■ **Source data**:
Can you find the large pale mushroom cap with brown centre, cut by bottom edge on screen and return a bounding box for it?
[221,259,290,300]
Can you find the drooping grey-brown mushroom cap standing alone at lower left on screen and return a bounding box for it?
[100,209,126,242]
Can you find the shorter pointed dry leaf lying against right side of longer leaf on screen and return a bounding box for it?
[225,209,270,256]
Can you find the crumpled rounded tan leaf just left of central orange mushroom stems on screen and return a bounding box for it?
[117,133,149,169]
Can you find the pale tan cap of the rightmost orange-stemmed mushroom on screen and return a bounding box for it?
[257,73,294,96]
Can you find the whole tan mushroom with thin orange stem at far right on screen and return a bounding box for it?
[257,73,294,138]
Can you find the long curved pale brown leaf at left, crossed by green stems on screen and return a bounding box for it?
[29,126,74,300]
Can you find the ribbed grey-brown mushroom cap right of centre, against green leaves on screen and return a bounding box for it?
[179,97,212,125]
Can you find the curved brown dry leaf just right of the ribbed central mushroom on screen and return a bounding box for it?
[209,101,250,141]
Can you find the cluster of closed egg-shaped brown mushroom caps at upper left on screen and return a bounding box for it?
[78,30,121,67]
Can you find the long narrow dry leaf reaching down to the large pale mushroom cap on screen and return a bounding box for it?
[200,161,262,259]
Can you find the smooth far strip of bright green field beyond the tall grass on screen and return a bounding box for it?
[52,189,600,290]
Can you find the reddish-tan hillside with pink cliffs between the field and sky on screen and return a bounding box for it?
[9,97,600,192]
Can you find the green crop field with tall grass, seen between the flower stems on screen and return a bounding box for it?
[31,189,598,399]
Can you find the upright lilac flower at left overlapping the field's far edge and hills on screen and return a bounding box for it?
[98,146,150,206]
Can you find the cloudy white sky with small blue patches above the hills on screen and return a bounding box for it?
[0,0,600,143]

■ **Problem requirements**: Set down the line holding "Can you find the cluster" and all later lines through the last one in the material above, exactly, and no other lines.

■ **Exercise output**:
Can you find the cluster of closed egg-shaped brown mushroom caps at upper left on screen and return a bounding box for it?
[78,30,121,67]
Can you find the long narrow dry leaf reaching down to the large pale mushroom cap on screen and return a bounding box for it?
[200,161,262,259]
Can you find the smooth far strip of bright green field beyond the tall grass on screen and return a bounding box for it?
[52,189,600,290]
Can you find the reddish-tan hillside with pink cliffs between the field and sky on screen and return a bounding box for it?
[9,97,600,192]
Can you find the green crop field with tall grass, seen between the flower stems on screen and return a bounding box for it?
[31,189,598,399]
Can you find the upright lilac flower at left overlapping the field's far edge and hills on screen and return a bounding box for it?
[98,146,150,206]
Can you find the cloudy white sky with small blue patches above the hills on screen and return a bounding box for it?
[0,0,600,143]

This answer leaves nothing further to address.